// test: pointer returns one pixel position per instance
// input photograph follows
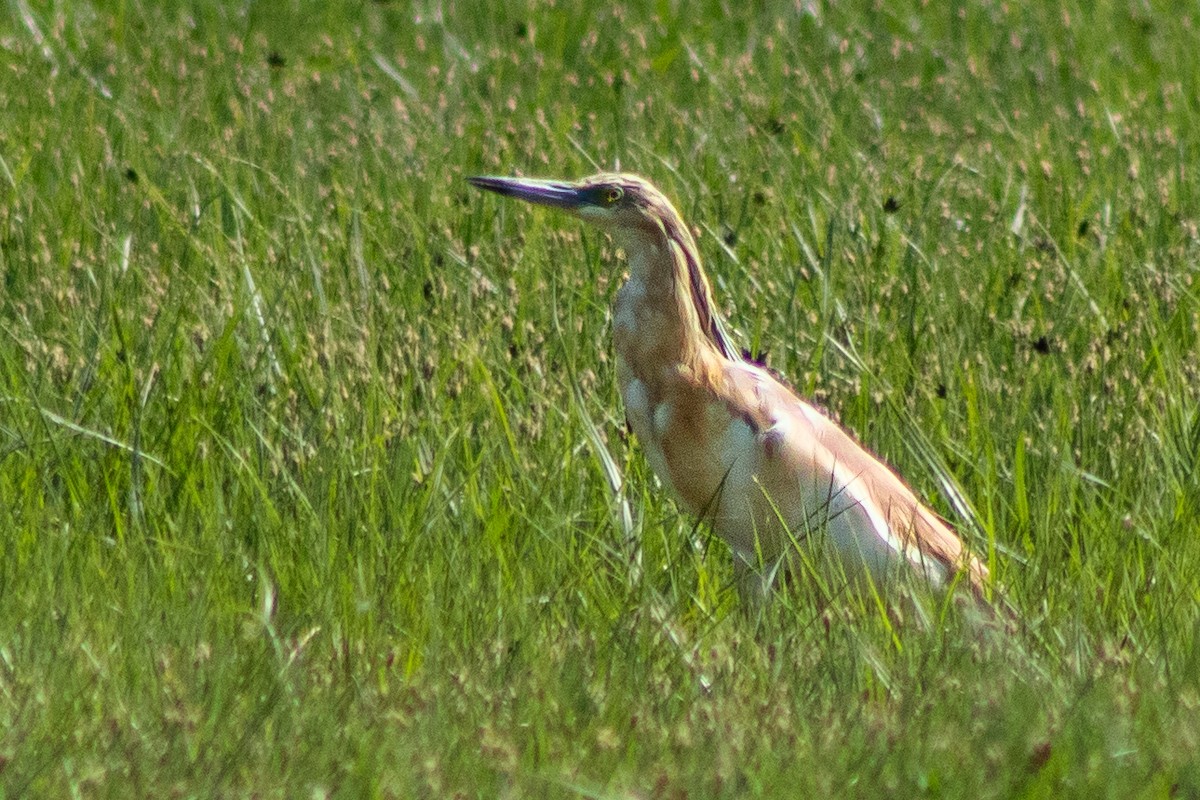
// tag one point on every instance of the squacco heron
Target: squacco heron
--
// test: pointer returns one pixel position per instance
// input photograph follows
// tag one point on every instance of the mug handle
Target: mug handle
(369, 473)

● **Prompt**
Gather every line from the entries above that contains the word "heron", and copy each one in full.

● **Reply to the task**
// tag one point on every instance of the squacco heron
Target: squacco heron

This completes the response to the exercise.